## CHECK YOUR UNDERSTANDING
(a) List the kinds of publicly available cancer sequencing datasets that, according to the article on the MIT cancer mutation tool, the lab used to find new candidate drivers.
(b) Write the next part of the article on the MIT cancer mutation tool, starting after its final sentence.

## PROVIDED TEXT
● ● ● ●
MIT lab creates tool to find cancer mutation drivers 'anywhere in the genome'
Precision oncology has been heralded as the way forward in treating cancer, but searching for driver mutations has complicated that journey as existing methods can’t be applied to the entire genome.
But a new method out of MIT looks to change the way cancer driver mutations are found and, in doing so, speed up the process. A group out of Bonnie Berger’s lab at the institution has developed what they named “Dig,” an interactive map for finding driver elements and mutations “anywhere in the genome,” according to a paper published this week in Nature Biotechnology.
The group developed a deep learning model by training the AI to map cancer-specific somatic mutation rates using the Pan-Cancer Analysis of Whole Genomes, or PCAWG, a dataset including 37 cancer types. The team used high-resolution epigenetic assays from healthy tissues to guide the predictions.
To dig deeper, the lab applied Dig to another task: finding new coding and non-coding candidate drivers of cancer using whole-genome, whole-exome and targeted sequencing cancer datasets available to the public.
Dig appeared to beat out many competing methods, the group found, noting their tool had the highest measure of accuracy in 24 out of 32 cohorts in PCAWG. Skin and blood cancers in PCAWG were excluded because of “local hypermutation processes,” they wrote.
The group’s tool also “matched or exceeded the performance” of existing methods used to search excess of mutations in driver elements that had already been identified.
The accuracy is thanks, in part, to the deep learning tool’s ability to find active transcription start sites and other epigenetic structures and then associate those structures with the mutation rates, the group wrote.
● ● ● ●
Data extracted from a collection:
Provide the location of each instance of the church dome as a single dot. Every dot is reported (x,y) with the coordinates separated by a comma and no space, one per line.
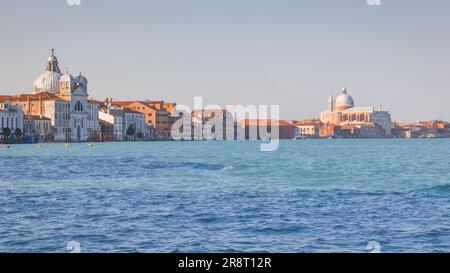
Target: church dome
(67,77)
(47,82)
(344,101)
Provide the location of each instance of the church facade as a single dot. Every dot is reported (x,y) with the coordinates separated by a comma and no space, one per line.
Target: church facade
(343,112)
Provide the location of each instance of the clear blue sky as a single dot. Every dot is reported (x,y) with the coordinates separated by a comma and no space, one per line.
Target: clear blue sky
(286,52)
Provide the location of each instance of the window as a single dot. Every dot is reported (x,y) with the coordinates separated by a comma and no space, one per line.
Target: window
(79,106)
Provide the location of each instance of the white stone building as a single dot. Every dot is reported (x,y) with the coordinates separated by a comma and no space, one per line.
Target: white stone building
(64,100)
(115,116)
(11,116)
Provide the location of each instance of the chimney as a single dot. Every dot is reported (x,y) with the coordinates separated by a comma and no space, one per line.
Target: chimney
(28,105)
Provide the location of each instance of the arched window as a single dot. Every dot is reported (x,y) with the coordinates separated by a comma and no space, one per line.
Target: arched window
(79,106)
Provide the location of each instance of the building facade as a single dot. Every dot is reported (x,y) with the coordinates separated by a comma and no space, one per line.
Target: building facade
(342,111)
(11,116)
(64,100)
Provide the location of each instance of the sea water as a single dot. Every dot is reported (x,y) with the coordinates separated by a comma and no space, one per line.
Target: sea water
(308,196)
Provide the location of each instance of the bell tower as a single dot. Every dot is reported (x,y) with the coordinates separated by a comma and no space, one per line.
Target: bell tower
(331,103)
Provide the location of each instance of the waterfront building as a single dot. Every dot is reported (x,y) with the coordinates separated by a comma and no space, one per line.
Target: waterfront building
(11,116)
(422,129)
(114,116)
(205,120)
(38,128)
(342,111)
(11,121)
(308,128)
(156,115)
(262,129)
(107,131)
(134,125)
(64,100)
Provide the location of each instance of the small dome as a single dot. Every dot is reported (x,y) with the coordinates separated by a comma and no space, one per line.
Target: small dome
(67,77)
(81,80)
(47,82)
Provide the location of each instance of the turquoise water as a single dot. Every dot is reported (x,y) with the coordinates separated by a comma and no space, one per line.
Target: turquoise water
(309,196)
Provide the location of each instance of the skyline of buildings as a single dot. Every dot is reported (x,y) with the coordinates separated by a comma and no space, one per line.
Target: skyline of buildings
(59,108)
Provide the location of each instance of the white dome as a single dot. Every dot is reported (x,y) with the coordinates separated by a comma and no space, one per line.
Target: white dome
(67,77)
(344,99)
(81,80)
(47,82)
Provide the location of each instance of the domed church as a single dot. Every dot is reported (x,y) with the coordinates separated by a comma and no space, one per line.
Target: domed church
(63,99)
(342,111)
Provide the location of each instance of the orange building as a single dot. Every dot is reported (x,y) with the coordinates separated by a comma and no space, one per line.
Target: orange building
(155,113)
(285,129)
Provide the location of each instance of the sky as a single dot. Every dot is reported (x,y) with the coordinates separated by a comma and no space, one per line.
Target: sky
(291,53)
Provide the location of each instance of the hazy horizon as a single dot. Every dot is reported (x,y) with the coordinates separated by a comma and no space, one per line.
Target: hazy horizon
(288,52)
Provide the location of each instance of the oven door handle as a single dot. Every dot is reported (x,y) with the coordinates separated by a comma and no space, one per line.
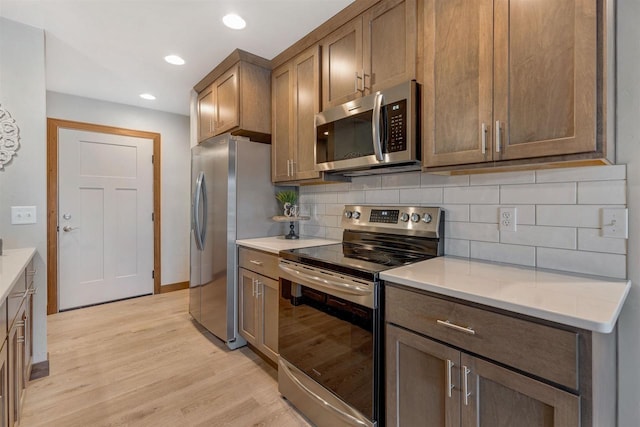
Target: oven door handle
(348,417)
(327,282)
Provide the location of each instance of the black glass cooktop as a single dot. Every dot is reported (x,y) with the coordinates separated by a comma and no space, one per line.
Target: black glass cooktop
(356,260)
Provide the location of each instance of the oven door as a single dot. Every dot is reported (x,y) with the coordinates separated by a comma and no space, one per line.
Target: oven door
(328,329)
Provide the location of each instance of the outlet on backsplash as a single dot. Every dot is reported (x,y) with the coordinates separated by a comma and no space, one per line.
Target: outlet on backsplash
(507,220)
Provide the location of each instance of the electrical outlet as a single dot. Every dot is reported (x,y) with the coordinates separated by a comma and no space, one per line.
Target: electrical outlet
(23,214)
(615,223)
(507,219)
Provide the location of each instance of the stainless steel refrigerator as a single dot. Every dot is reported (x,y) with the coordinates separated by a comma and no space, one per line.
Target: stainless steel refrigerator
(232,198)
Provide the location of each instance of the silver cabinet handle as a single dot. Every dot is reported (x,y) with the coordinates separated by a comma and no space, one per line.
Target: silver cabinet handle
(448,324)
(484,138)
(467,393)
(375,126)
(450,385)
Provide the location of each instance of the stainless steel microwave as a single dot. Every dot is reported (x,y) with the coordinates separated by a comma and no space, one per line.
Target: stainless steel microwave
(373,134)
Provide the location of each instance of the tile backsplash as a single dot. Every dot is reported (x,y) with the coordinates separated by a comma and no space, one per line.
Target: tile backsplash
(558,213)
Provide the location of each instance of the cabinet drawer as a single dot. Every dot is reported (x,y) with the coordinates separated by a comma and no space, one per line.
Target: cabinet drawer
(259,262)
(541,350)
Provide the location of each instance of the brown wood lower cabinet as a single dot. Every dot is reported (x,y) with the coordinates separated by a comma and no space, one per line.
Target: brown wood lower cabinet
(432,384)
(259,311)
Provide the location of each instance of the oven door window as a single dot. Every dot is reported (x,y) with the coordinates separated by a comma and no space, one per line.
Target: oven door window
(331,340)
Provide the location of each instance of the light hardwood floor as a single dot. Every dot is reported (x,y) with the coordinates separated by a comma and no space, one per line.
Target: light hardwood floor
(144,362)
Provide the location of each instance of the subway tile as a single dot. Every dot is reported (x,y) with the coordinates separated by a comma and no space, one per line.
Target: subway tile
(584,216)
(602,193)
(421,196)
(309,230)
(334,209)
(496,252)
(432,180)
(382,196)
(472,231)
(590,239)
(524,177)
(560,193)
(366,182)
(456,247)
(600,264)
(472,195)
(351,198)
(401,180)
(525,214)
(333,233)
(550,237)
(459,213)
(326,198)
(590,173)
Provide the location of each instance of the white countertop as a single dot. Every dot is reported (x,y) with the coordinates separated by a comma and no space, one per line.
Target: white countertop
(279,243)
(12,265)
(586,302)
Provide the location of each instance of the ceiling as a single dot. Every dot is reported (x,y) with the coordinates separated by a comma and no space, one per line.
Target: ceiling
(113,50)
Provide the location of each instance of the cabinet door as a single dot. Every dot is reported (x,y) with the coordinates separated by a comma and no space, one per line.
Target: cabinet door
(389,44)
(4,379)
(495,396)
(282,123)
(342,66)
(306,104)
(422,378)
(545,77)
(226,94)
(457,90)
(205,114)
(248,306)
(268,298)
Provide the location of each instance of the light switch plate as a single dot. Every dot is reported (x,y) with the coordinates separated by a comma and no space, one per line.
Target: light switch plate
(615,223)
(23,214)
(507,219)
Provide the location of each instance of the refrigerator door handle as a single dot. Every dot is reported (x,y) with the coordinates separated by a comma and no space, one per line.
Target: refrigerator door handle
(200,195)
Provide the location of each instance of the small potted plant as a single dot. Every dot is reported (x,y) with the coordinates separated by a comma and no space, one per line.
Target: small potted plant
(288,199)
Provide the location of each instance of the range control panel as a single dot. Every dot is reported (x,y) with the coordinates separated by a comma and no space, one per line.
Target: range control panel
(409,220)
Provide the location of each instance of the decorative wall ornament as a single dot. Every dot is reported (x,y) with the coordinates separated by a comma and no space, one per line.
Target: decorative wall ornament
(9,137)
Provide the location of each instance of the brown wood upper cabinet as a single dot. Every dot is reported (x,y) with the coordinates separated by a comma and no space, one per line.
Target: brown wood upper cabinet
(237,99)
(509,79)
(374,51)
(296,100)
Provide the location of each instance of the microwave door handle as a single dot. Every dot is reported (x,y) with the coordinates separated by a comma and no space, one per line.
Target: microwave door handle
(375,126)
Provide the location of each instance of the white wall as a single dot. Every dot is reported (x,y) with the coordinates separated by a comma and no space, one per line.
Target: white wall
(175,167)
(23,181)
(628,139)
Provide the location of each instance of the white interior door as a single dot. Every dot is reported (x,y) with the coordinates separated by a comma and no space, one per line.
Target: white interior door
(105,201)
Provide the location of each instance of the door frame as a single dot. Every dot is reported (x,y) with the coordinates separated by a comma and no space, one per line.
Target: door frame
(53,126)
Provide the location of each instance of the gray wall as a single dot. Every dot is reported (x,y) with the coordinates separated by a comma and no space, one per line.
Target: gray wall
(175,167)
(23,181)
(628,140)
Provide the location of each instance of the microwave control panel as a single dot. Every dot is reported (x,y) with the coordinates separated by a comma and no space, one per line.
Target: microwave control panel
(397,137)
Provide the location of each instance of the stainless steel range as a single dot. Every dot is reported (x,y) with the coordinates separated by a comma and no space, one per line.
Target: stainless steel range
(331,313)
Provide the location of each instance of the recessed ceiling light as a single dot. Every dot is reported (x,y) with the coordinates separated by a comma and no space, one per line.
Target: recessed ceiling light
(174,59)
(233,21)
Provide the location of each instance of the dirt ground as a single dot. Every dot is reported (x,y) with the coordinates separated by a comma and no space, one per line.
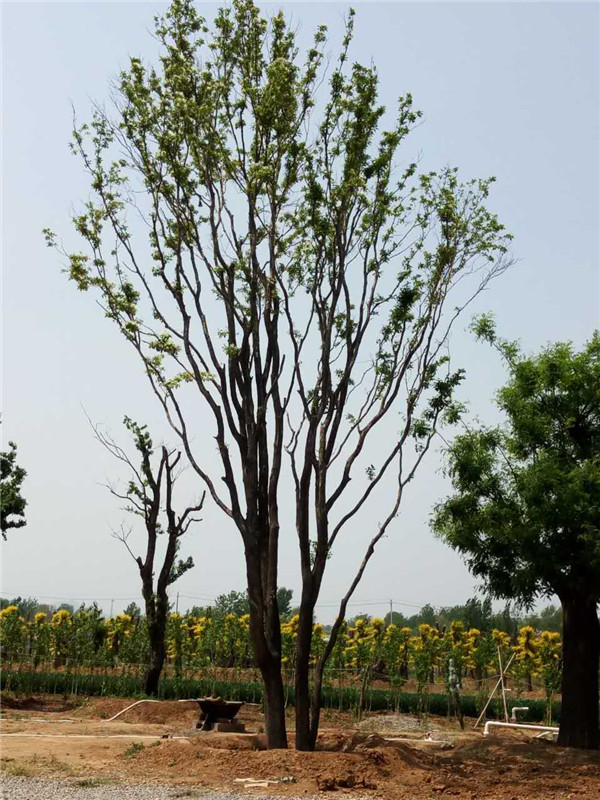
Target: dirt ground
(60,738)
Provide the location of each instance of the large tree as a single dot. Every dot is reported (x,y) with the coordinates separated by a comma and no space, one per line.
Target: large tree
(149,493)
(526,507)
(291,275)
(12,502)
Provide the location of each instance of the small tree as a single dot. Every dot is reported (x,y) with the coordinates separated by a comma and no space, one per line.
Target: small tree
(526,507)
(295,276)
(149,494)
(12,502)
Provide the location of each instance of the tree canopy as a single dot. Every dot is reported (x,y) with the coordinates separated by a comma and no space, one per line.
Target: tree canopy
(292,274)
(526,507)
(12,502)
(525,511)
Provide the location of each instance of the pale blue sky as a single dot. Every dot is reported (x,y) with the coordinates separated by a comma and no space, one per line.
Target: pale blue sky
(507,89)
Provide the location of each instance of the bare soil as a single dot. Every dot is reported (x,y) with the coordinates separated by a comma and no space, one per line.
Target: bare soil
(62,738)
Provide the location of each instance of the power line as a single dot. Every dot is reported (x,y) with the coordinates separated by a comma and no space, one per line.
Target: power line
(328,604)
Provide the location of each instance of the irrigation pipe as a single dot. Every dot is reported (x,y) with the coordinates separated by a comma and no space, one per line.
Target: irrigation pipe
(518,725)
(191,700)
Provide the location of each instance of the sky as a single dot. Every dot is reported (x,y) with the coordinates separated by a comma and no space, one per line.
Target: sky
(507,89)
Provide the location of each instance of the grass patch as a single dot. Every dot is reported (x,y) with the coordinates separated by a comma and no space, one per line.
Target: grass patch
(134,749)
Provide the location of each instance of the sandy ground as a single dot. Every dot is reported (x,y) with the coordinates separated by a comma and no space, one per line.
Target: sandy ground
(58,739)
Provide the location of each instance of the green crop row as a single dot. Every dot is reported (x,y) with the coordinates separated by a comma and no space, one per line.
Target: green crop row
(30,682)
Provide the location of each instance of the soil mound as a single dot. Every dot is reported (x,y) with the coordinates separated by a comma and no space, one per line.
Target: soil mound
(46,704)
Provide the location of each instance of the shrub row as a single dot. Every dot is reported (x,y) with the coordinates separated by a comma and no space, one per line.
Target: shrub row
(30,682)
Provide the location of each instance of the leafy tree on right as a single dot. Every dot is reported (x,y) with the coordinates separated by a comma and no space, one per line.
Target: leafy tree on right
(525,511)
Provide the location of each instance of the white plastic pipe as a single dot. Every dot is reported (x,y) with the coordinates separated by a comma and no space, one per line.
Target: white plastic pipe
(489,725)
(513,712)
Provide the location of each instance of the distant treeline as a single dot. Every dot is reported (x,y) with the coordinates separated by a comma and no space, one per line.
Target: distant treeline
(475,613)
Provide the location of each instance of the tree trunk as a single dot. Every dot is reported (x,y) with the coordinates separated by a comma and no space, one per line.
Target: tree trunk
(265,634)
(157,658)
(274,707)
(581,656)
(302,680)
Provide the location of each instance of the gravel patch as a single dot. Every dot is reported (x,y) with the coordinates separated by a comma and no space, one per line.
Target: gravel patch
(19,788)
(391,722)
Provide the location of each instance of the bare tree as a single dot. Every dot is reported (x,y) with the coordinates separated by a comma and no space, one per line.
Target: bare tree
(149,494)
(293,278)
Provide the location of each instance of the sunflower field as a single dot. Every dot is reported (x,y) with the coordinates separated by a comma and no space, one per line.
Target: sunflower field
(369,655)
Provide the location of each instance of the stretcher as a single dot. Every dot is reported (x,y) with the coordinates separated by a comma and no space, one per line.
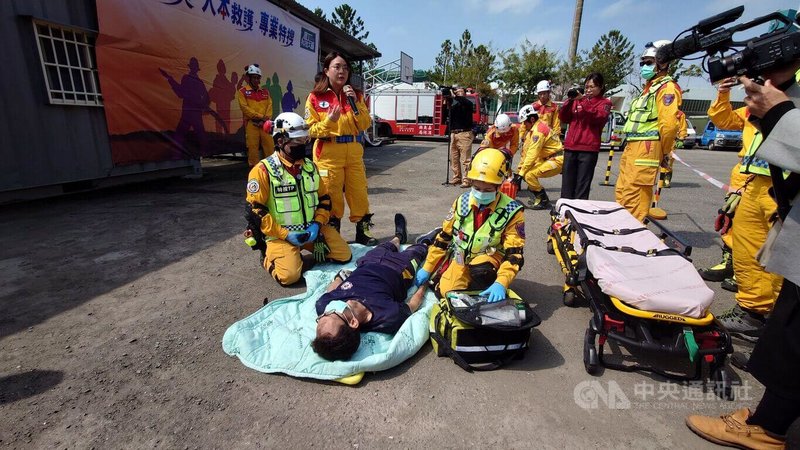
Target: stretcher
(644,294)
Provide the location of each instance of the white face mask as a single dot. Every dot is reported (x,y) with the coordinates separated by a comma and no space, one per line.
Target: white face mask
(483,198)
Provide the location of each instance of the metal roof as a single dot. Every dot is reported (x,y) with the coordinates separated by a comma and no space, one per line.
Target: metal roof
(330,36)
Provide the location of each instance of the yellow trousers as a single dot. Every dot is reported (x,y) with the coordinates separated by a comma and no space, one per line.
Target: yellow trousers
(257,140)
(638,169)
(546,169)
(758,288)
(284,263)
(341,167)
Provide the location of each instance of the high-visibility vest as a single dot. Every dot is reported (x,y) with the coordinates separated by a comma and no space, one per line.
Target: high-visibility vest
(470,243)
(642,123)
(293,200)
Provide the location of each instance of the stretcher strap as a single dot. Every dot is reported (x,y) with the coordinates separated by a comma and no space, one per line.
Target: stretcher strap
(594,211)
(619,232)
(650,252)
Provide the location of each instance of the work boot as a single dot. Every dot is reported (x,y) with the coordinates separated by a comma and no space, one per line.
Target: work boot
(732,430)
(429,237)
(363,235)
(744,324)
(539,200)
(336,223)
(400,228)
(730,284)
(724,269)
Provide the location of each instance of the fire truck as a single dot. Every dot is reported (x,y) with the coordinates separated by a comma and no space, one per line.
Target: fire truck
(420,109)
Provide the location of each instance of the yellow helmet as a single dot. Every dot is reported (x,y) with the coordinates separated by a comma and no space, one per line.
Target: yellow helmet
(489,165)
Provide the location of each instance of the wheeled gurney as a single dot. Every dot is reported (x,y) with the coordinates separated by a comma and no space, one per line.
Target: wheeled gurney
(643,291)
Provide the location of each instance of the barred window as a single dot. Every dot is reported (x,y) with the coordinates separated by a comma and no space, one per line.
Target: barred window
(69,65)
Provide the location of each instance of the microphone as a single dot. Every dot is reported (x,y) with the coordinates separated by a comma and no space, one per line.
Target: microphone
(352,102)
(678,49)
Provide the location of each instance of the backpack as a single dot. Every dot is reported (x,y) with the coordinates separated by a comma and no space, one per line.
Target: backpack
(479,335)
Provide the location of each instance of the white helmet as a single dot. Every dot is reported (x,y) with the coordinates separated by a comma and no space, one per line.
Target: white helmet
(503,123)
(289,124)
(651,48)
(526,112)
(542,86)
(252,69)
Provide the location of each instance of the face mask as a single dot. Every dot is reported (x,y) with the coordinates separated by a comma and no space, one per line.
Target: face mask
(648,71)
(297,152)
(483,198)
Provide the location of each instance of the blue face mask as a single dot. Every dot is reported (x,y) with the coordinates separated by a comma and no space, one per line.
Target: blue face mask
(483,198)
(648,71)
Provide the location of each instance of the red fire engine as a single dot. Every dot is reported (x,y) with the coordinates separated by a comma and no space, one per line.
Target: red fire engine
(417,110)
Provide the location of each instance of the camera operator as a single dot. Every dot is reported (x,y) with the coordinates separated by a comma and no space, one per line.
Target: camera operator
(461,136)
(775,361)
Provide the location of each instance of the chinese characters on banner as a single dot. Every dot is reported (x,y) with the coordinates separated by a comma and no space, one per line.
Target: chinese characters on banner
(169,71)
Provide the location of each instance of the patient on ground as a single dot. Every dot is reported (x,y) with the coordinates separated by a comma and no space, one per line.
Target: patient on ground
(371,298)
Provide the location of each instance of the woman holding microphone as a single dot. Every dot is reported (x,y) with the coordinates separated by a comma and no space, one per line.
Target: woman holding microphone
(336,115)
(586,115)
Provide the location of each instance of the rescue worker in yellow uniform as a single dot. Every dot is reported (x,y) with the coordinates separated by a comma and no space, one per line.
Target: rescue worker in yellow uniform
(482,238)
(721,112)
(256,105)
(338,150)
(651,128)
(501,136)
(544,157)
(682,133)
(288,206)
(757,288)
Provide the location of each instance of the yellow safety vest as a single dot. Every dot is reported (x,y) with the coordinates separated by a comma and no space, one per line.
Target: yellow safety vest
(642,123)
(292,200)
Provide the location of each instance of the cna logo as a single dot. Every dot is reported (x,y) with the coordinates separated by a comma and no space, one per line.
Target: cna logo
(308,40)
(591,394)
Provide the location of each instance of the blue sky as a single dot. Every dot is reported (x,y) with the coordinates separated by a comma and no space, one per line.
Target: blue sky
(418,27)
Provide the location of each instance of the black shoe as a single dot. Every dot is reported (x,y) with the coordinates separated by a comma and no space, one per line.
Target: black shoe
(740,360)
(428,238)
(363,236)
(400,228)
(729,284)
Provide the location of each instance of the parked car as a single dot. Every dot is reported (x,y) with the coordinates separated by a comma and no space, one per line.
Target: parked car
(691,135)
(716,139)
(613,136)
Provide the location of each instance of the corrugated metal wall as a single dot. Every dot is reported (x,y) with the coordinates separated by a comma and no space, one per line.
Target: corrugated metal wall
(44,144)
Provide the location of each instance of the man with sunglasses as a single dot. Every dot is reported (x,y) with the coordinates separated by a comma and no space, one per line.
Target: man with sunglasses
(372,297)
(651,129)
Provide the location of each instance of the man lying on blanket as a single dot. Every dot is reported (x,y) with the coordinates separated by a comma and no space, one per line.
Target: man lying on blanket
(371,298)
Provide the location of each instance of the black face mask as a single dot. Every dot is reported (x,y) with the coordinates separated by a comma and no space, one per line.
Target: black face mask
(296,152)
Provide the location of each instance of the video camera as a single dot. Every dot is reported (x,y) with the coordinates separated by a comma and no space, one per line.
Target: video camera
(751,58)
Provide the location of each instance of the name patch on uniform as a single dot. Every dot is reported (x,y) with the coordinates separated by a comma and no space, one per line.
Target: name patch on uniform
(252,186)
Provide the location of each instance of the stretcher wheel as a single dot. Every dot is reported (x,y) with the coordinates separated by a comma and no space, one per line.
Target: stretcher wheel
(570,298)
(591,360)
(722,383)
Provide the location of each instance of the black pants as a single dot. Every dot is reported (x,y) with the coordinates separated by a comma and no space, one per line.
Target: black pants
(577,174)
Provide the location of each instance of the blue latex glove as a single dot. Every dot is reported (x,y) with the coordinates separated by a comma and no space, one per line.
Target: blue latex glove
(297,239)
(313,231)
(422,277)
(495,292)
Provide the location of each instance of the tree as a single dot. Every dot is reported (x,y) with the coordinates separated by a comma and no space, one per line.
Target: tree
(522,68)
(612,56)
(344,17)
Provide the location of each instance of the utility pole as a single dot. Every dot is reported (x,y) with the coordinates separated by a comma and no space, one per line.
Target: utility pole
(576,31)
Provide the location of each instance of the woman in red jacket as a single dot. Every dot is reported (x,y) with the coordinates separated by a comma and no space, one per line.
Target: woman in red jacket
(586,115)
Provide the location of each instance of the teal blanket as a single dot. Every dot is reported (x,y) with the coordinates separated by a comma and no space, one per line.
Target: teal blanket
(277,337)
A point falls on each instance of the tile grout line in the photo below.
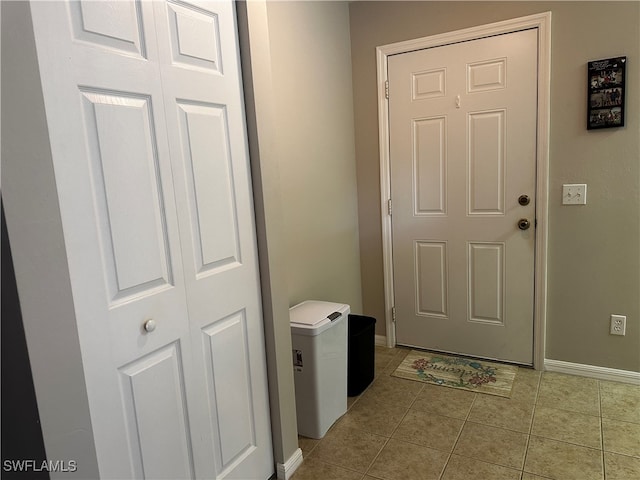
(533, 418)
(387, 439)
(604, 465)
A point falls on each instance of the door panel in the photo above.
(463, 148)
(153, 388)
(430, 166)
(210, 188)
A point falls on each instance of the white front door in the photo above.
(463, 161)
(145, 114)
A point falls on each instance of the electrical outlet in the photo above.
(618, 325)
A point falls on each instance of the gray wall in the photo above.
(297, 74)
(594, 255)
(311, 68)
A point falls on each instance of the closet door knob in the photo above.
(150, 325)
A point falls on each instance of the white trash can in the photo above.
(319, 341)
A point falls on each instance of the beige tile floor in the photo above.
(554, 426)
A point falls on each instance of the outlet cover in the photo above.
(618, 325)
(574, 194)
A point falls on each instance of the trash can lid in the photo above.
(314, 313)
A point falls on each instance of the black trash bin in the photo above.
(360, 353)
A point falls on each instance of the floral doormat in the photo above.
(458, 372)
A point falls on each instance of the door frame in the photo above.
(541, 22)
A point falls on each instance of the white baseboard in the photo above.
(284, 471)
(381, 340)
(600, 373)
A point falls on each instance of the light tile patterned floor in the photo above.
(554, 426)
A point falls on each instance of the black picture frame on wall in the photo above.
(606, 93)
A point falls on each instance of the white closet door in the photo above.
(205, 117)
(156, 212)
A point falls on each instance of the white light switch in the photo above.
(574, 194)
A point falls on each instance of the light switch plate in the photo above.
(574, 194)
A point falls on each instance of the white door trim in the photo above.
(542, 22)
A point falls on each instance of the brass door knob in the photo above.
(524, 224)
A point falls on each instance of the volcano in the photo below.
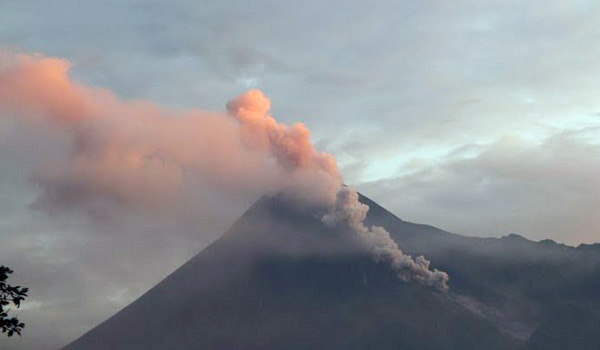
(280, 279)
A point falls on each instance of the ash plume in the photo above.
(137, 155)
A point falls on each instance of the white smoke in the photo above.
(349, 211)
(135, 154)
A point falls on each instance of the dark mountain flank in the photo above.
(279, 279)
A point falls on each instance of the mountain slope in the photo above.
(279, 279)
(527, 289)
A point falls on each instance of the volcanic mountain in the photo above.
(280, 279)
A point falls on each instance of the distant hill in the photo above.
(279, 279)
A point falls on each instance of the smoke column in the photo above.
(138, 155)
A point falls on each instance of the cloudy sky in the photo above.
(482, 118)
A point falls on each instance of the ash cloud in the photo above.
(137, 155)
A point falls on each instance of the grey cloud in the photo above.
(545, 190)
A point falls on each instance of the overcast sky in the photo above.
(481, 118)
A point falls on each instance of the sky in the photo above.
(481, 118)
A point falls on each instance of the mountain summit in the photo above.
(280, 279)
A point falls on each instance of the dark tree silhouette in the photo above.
● ● ● ●
## ANSWERS BY TASK
(a)
- Whole-genome
- Whole-exome
- Targeted sequencing

(b)
In essence, the computer science and AI lab led by Berger, head of the computation and biology group, used AI to predict mutation rates and compared it to real data to help train the model to look for mutations throughout the genome.
Finding driver mutations has typically been done using arbitrary regions of the genome, rather than the broader genetic landscape, a process that is time-consuming and expensive, the group writes in their paper. Previous methods have focused on DNA sequences that are involved in making proteins, like coding and promoter sequences, which leave out a big swath of the genome.
“These limitations contribute to catalogs of cancer driver elements remaining incomplete, particularly in the non-coding genome, hindering precision oncology,” according to the paper.
The group found rare mutations responsible for cancer that occur outside the already explored regions, perhaps shining a light on as much as one-tenth of tumors.
“Although the driver candidates we report — in cryptic splice sites, 5′ UTRs and rarely mutated genes — occurred at low frequencies individually, our estimates suggest that they collectively contribute to the disease pathology of up to 10% of tumors (summing across the percent of tumors predicted to carry excess mutations in each of these elements),” the group wrote in the paper.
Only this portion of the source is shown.